--- Aim of the task ---
Copy out the lines again, starting from the first one and stopping after the line that has "[[360, 37]]", requests and all, but multiply only the point coordinates listed under each "Locations:" heading by 0.9 and round them to whole numbers, with halves going up. Leave the pictures out.

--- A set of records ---
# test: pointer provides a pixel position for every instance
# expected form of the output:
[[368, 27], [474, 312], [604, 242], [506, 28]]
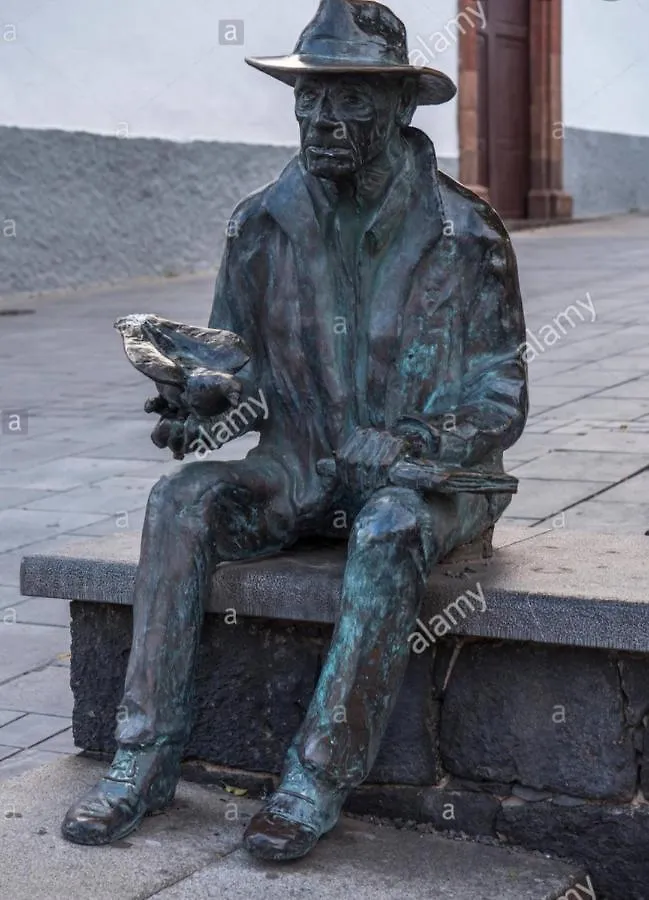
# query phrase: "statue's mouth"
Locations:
[[330, 152]]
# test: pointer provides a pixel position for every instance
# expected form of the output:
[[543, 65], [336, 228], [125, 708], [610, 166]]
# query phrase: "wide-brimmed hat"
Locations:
[[360, 37]]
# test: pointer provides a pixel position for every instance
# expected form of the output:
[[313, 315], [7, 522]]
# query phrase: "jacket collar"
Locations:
[[297, 200]]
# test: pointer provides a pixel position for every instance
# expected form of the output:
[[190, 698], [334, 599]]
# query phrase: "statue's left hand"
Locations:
[[364, 461]]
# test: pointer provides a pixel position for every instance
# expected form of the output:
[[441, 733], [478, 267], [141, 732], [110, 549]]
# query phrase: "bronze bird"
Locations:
[[193, 367]]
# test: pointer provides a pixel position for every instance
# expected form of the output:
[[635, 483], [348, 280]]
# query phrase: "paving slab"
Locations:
[[8, 752], [63, 742], [601, 514], [12, 497], [193, 850], [31, 729], [569, 464], [9, 715], [26, 647], [539, 498], [40, 611], [45, 690], [111, 496], [19, 527], [69, 472], [631, 491], [616, 441]]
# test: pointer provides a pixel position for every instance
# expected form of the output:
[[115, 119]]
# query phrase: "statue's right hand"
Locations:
[[170, 431]]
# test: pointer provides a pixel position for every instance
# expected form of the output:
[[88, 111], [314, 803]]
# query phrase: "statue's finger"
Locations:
[[160, 433], [156, 405], [176, 439]]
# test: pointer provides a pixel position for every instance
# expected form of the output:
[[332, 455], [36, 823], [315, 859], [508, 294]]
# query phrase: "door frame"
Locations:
[[546, 198]]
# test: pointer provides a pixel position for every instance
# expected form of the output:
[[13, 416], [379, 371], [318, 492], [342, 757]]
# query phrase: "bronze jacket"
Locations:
[[427, 333]]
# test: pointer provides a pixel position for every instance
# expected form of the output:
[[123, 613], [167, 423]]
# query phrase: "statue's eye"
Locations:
[[306, 97], [354, 101]]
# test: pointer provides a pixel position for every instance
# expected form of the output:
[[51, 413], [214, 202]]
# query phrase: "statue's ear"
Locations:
[[407, 102]]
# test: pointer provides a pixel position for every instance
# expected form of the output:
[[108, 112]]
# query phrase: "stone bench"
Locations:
[[523, 716]]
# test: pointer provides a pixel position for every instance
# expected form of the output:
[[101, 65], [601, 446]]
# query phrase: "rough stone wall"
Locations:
[[88, 208], [540, 746]]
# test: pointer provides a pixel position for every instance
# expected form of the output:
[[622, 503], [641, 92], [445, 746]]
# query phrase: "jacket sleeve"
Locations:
[[238, 292], [493, 403]]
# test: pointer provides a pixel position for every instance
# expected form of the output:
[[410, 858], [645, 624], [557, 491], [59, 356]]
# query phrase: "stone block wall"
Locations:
[[537, 745]]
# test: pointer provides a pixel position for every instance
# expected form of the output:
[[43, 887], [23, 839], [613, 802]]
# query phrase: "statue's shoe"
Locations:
[[140, 780], [290, 825]]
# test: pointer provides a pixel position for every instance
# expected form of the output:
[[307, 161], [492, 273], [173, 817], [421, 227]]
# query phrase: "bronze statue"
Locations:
[[379, 300]]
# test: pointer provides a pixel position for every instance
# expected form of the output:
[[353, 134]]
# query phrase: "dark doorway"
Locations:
[[504, 99]]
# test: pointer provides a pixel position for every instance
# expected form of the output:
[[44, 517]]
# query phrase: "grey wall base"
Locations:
[[542, 746], [86, 208], [606, 173]]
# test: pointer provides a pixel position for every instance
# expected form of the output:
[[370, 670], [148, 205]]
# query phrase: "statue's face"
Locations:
[[345, 121]]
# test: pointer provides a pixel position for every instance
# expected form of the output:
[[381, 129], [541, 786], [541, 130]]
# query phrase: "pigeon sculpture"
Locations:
[[193, 367]]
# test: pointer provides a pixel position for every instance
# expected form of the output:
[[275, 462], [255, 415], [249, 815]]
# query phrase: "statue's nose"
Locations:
[[324, 115]]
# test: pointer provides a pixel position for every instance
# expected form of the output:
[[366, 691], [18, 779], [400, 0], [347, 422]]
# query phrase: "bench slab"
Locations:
[[547, 586]]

--- Exercise output ---
# test: pointer provides a pixel position for every instance
# expected form of the output:
[[368, 27], [474, 312], [604, 242], [506, 28]]
# query phrase: "statue's mouth"
Locations:
[[297, 137]]
# test: pointer provides a pixel position for every instance
# expected form of the output:
[[543, 65], [336, 228], [125, 708], [610, 166]]
# query phrase: "wide-brimmed hat"
Locations:
[[324, 33]]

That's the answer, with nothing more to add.